Activity
Continue the passage on Nigeria's population growth and demographic dividend, starting after its last sentence.

Text excerpt
▼
The population rate keeps increasing and the resources and measures keep falling behind. The population of Nigeria is estimated at about 206 million. The population of the country is projected to increase to 263 million in 2030 and 401 million in 2050. This will make it become the third most populous country in the world. The exponential population growth is a product of high fertility and declining mortality. In 2018, the average number of children per woman was 5.3, while the death rate was 11.9 deaths per 1,000. Therefore, to attain demographic dividend in Nigeria, the government needs to create an enabling environment for economic growth and human development. Some measures the government should consider to achieve this include reduction of the number of children to less than four per woman, invest in maternal and child health, family planning and child survival, and prioritise education for girls, especially up to secondary education level. This would help to increase the marriageable age for girls, as well as give them a chance to be engaged in the labour force.
▲
Records supplied
▼
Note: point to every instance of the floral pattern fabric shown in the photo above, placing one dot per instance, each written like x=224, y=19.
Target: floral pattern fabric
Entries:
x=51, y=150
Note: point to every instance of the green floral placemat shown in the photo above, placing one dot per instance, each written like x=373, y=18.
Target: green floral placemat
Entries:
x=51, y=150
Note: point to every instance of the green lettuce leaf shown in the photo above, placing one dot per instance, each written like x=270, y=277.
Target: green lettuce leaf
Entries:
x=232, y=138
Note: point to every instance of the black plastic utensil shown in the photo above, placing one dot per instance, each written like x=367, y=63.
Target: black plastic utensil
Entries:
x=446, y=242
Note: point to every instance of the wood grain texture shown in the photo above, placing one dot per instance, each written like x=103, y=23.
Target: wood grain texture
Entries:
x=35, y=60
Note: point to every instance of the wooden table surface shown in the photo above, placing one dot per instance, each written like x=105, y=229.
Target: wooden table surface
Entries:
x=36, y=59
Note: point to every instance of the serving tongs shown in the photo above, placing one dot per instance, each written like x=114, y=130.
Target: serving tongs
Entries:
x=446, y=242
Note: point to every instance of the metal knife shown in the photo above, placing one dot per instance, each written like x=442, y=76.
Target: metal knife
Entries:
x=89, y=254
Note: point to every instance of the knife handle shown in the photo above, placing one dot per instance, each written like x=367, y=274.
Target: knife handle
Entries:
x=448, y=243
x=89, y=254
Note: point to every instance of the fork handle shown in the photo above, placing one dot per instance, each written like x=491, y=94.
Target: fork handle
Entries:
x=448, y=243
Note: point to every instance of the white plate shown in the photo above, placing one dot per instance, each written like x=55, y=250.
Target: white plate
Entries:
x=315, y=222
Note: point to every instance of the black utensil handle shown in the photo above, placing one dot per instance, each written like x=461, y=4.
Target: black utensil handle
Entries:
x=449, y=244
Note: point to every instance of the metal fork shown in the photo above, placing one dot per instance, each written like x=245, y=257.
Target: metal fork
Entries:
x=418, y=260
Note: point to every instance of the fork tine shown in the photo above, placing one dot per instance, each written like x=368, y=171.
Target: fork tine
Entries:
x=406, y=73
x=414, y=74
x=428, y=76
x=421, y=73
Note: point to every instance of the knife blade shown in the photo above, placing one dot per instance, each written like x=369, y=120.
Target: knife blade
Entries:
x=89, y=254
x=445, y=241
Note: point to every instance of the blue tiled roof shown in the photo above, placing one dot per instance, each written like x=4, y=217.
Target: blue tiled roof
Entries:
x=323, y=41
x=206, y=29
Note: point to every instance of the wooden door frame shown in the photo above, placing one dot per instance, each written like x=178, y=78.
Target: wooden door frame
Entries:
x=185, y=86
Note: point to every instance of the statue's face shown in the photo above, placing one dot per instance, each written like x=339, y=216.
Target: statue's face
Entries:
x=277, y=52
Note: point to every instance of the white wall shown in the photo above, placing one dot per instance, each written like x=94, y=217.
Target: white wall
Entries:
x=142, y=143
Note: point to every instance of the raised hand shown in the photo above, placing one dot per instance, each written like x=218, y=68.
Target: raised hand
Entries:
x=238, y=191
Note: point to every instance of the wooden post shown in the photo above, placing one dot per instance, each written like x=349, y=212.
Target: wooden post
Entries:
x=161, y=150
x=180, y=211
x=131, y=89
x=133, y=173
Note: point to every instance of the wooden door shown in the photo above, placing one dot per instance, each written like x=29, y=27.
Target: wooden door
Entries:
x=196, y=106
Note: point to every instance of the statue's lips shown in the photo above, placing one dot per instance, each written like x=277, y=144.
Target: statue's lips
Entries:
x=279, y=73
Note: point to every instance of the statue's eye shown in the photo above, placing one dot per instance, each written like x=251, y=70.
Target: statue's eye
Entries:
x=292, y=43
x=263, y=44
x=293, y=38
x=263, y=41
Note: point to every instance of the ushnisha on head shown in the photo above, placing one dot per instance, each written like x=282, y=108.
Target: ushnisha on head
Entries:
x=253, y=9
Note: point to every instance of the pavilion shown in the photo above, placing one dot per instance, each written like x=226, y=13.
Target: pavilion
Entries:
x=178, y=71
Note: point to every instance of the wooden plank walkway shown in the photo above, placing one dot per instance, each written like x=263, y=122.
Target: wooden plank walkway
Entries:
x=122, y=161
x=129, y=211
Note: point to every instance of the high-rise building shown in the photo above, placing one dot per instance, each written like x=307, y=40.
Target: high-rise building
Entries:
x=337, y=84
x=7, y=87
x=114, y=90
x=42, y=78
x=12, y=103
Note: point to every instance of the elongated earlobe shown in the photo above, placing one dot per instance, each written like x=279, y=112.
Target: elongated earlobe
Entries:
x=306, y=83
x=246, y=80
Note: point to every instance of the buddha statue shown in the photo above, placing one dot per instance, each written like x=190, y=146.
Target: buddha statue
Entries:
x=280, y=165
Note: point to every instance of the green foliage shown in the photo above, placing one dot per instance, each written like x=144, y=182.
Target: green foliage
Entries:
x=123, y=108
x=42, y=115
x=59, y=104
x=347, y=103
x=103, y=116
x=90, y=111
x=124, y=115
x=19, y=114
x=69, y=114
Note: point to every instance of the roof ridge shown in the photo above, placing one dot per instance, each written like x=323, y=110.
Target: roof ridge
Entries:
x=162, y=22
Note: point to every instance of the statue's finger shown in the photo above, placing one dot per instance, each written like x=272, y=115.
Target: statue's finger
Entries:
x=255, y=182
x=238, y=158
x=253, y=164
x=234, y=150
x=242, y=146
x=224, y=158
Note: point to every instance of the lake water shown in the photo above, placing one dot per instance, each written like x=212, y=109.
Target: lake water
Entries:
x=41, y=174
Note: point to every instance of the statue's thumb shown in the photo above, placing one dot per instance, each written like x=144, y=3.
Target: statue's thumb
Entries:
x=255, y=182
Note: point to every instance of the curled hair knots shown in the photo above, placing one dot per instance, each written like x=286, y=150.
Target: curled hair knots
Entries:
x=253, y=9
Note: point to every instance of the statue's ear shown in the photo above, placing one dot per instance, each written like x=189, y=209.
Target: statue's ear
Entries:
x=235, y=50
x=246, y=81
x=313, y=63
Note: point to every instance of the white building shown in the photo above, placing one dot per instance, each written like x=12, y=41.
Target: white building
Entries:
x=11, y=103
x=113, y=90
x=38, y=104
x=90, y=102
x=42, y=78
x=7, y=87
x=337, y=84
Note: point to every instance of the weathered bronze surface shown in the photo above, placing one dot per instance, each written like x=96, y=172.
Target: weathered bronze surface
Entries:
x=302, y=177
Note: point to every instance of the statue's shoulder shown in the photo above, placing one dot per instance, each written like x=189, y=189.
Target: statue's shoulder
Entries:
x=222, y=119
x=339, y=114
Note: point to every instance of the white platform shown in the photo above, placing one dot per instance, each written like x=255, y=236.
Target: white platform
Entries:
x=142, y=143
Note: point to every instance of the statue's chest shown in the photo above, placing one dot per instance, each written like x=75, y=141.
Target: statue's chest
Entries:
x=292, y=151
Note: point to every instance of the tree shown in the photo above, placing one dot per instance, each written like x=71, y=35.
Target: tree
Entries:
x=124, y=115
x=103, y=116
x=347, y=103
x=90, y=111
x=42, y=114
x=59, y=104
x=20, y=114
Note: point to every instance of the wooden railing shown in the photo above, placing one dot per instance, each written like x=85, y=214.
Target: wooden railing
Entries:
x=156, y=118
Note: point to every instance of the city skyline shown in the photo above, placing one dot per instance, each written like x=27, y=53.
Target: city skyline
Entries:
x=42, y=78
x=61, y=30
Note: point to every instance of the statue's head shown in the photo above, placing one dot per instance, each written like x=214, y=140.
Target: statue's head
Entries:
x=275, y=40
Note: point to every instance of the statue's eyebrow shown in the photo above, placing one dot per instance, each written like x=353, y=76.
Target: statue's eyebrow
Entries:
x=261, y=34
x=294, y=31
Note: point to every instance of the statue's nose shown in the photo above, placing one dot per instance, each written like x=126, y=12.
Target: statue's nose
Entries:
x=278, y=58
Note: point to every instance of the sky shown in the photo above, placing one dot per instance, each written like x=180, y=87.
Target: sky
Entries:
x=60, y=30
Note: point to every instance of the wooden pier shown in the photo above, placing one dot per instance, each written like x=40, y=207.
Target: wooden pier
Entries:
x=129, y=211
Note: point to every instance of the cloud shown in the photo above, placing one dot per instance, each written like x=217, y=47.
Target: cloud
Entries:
▲
Exercise output
Also, there is need to diversify the economy, and invest in other industries through the attraction of Foreign Direct Investments (FDI) to the Special Economic Zones (SEZ), rather than depending on oil. This measure will reduce economic disparities among regions in the country, and ensure macroeconomic stability. Also, the government needs to increase the transparency and predictability of foreign exchange rate management policies. This will help agents to access foreign exchange at an agreed rate in a timely and orderly fashion. The country’s human capital development is stunted due to under-investment.
Furthermore, reopening the Nigerian borders fully and effectively for trade as well as strengthening cooperation among regions will reduce inflation rates and reduce poverty steadily. Hernandez stated that the return of subsidies through market-based pricing mechanisms, and electricity tariff reform will further alleviate poverty. Other measures to be considered by the government include targeted interventions to reduce the skill gaps, regional and continental integration, amongst others.
For all these measures to be effective, the government cannot do it alone. Poverty will be reduced when every Nigerian and all stakeholders in the Nigerian society take on mutual responsibility and ownership. Also, all stakeholders should monitor the progress of the policies in order to facilitate their effective implementation.